Exercise aim: How many lines of the items below contain the word "plank"? Case counts; give only the number.

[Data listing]
----

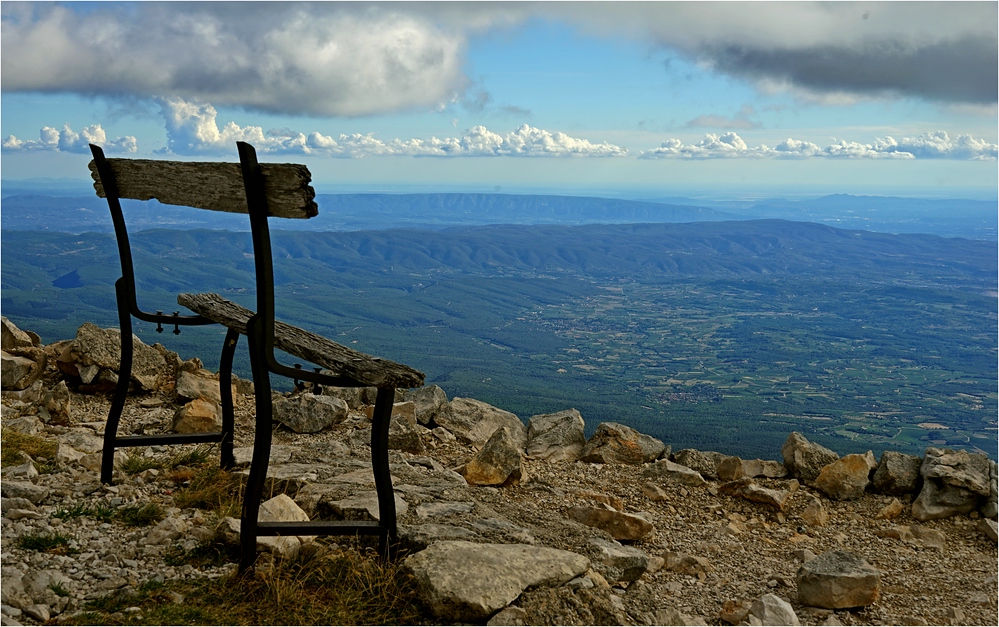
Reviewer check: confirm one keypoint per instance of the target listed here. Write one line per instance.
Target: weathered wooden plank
(212, 185)
(372, 371)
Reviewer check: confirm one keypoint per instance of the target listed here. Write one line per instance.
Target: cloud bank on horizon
(351, 59)
(192, 129)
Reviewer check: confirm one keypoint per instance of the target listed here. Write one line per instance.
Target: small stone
(202, 415)
(510, 615)
(24, 489)
(930, 538)
(891, 510)
(614, 443)
(838, 579)
(654, 492)
(687, 564)
(38, 611)
(621, 526)
(803, 555)
(734, 611)
(846, 478)
(988, 527)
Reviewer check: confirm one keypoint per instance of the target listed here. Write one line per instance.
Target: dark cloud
(962, 70)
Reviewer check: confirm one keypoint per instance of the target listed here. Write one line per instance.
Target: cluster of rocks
(502, 522)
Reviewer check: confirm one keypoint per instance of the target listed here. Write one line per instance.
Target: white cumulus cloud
(68, 140)
(311, 58)
(192, 129)
(937, 145)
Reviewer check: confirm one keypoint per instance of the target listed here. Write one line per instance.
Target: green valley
(720, 335)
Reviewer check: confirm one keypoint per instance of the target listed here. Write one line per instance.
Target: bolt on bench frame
(279, 190)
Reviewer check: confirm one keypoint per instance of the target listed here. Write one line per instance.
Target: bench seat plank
(368, 370)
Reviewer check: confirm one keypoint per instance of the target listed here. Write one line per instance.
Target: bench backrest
(209, 185)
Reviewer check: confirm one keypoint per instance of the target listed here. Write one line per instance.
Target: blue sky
(637, 99)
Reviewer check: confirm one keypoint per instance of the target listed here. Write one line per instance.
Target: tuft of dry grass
(319, 587)
(15, 442)
(214, 490)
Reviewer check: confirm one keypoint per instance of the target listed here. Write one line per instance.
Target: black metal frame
(260, 339)
(127, 308)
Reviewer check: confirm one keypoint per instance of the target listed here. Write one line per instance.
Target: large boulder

----

Solution to this exercise: 2